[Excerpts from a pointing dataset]
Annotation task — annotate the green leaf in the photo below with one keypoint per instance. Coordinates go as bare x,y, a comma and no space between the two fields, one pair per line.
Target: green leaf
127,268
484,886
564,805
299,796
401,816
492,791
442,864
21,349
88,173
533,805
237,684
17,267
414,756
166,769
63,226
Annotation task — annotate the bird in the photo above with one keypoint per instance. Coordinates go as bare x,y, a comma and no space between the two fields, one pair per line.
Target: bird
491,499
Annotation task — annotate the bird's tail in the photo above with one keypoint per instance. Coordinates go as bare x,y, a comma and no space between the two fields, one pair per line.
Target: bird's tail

### [Problem to work on]
Present every line of the items above as a Markdown table with the columns "Row" and "Item line," numbering each row and omitting blank lines.

### [Reply to the task]
| Row | Item line |
|---|---|
| 1 | Annotation task — annotate the green leaf in the photo below with one keypoint per instance. Coordinates go as bare x,y, a comma and no space between the two fields, one pair per line. |
| 2 | Target: green leaf |
| 3 | 127,268 |
| 4 | 484,886 |
| 5 | 564,805 |
| 6 | 299,796 |
| 7 | 401,816 |
| 8 | 492,791 |
| 9 | 442,864 |
| 10 | 21,349 |
| 11 | 88,173 |
| 12 | 533,805 |
| 13 | 237,684 |
| 14 | 17,267 |
| 15 | 414,756 |
| 16 | 166,769 |
| 17 | 63,226 |
| 18 | Annotation task — annotate the bird in the photo above with one keypoint per instance. Coordinates go as bare x,y, a comma and no space between the two fields, one pair per line. |
| 19 | Target: bird |
| 20 | 491,499 |
| 21 | Annotation task — annotate the bird's tail in the photo above with one keypoint per instance. Coordinates go as bare x,y, a comma and no space between the two fields, one pair per line. |
| 22 | Target: bird's tail |